Ajoutons que, quand on nettoyait la cheminée, on jetait les cendres dans le jardin.

Cette activité intense et régulière s’est maintenue jusqu’à la fin du 19e siècle. Il reste beaucoup de bois en pays foyen, mais ne nous faisons pas d’illusion : nous ne les verrons jamais comme ils le furent pendant des siècles : propres et entretenus.

Bon an, mal an, chacun avait le sentiment d’être redevable des bienfaits prodigués pas la nature. Les gens respectaient les productions de leurs terroirs et ce respect s’inscrivait dans les mentalités. Ils furent des écologistes avisés avant que ce mot existe, et plus encore : au début du 19e siècles, quand les catholiques et les protestants foyens affirmèrent leur foi avec force, ils proclamèrent que le spectacle de la nature, celle qu’ils avaient chaque jour sous les yeux, était une des preuves principales de l’existence de Dieu.

[Entrées de localisation des lieux]
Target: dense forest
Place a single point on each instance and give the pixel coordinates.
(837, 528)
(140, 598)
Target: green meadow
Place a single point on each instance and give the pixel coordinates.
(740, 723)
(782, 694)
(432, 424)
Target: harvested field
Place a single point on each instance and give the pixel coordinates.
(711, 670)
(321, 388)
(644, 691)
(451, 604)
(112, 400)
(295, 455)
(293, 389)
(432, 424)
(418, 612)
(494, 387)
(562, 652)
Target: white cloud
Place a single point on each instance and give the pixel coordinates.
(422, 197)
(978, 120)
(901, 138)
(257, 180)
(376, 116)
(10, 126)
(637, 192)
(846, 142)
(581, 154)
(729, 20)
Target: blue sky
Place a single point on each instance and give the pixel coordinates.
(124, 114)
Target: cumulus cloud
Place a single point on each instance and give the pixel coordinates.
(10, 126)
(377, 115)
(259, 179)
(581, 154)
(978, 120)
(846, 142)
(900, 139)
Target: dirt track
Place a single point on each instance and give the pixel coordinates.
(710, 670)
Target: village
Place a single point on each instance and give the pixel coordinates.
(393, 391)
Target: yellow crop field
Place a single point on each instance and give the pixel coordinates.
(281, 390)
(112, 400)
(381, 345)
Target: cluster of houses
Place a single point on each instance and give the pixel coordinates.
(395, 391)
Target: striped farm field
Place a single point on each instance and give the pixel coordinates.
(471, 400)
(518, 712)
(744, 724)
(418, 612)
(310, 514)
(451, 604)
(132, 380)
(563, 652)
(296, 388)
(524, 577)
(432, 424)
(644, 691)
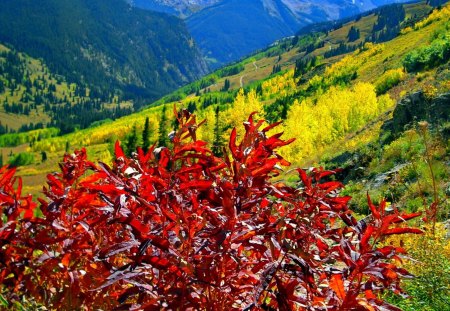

Objectifs »
1) D'après l'extrait sur les bois du pays foyen, jusqu'à quand cette activité intense et régulière s'est-elle maintenue ?
2) Recopiez sans changement la liste depuis la ligne contenant « Target: village » jusqu'à la fin de la liste, les deux bornes comprises. Laissez l'image de côté.

Solutions »
1) Jusqu'à la fin du 19e siècle.

2)
Target: village
Place a single point on each instance and give the pixel coordinates.
(393, 391)
Target: yellow crop field
Place a single point on each instance and give the pixel coordinates.
(281, 390)
(112, 400)
(381, 345)
Target: cluster of houses
Place a single point on each instance and give the pixel coordinates.
(395, 391)
Target: striped farm field
Place a single point on each instance and give the pixel coordinates.
(471, 400)
(518, 712)
(744, 724)
(418, 612)
(310, 514)
(451, 604)
(132, 380)
(563, 652)
(296, 388)
(524, 577)
(432, 424)
(644, 691)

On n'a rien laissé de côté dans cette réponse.